CHALLENGE =>
Reproduce the comment thread on guns and libertarianism word for word, from "Just so this" up to and including "hear of them.".

Michael Moore: It's the guns -- but, we all know, it's not really the guns

Just so this doesn’t go unchallenged: That’s a complete crock. You even got the libertarian = Somalia meme in there. The number of people calling for secession is tiny, and even if it were a major thrust in a state like TX, that would end up being larger than most European countries. Where you get “failed state” from that is anyone’s guess.

Well, OK, John, who or what embodies orthodox, mainstream Libertarian thought? Ron Paul? You? Has libertarianism congealed enough so that such a thing is even possible?

Of course, mass shootings are a trivial element of America’s gun-crime problem. But they are one element that probably can be effectively addressed by gun control. People such as you are describing can be found in every First World country, but in most countries they probably won’t have access to assault weapons on the day they finally snap, and so we rarely hear of them.

That’s kind of the point.

I’m not an American but I’d still like to defend our non-European friends…
Racial integration
I frankly think that the US is ahead of most of Europe here. Yes there is discrimination in the US and yes the income disparity is vast between ethnic groups, but this holds true for almost all european countries as well. And I think the US does two things better:

The social stigma associated with racism is much stronger in the US than in most of Europe. The cultural condemnation of racism is much more unequivocal.

The idea that the nation is a nation of immigrants, that the nation should welcome new people and that no matter what ethnic group you belong to you can make a better future in America is an essential dogm in their national identity.

Gay marriage.

EXTRACTED RECORDS =>
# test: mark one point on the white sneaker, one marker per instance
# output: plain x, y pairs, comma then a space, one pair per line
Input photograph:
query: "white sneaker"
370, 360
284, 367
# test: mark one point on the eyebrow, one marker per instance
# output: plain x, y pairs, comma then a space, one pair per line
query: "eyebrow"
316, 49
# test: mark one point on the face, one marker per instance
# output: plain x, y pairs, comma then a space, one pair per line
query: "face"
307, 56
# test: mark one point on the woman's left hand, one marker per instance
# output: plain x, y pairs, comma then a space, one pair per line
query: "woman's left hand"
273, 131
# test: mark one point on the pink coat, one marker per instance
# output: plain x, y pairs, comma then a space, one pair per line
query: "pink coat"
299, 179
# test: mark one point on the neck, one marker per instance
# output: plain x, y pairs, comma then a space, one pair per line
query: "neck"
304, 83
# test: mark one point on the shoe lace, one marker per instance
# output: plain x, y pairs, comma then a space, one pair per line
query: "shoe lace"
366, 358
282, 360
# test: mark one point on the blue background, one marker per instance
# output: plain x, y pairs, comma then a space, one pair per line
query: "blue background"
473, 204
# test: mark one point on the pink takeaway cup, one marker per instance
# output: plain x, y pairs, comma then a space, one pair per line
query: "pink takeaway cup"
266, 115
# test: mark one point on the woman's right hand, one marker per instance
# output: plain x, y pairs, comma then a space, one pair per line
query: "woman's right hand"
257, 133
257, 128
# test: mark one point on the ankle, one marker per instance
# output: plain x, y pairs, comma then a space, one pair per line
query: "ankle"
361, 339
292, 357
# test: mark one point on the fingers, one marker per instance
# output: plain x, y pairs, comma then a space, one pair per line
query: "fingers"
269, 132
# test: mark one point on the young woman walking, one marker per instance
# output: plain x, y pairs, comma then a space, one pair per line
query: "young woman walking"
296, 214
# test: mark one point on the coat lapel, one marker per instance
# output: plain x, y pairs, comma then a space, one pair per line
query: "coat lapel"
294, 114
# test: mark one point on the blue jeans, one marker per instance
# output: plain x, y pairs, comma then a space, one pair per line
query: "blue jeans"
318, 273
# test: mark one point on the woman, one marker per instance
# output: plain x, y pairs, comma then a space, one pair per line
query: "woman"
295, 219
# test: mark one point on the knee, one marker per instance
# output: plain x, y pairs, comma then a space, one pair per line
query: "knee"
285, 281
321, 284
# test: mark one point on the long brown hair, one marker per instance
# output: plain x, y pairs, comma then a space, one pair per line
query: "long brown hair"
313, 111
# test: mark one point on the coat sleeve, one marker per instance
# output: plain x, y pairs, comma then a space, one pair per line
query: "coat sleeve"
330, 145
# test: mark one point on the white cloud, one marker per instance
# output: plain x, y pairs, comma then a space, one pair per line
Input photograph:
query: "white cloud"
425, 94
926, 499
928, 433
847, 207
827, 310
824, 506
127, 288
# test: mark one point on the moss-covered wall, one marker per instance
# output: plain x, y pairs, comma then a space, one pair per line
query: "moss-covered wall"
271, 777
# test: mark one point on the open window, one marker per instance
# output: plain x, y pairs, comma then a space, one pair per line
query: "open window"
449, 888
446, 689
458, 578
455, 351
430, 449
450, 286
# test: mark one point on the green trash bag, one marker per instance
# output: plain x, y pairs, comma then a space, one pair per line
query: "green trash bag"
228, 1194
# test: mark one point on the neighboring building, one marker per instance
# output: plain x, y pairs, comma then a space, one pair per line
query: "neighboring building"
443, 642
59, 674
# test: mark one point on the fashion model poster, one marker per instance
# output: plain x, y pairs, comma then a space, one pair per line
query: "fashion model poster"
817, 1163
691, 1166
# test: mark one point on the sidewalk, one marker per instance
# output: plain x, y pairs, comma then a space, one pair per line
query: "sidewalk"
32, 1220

EXERCISE OUTPUT =>
Just so this doesn’t go unchallenged: That’s a complete crock. You even got the libertarian = Somalia meme in there. The number of people calling for secession is tiny, and even if it were a major thrust in a state like TX, that would end up being larger than most European countries. Where you get “failed state” from that is anyone’s guess.

Well, OK, John, who or what embodies orthodox, mainstream Libertarian thought? Ron Paul? You? Has libertarianism congealed enough so that such a thing is even possible?

Of course, mass shootings are a trivial element of America’s gun-crime problem. But they are one element that probably can be effectively addressed by gun control. People such as you are describing can be found in every First World country, but in most countries they probably won’t have access to assault weapons on the day they finally snap, and so we rarely hear of them.